:: PROVIDED RECORDS ::

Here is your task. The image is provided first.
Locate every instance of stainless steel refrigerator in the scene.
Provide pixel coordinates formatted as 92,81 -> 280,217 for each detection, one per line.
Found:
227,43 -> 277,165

:::

Please transcribe the records above in full, keeping every word.

Here is your task. The image is provided first.
Locate every instance of stainless steel refrigerator in the scene.
Provide pixel coordinates formatted as 92,81 -> 280,217 for each detection, one per line.
Found:
227,43 -> 277,165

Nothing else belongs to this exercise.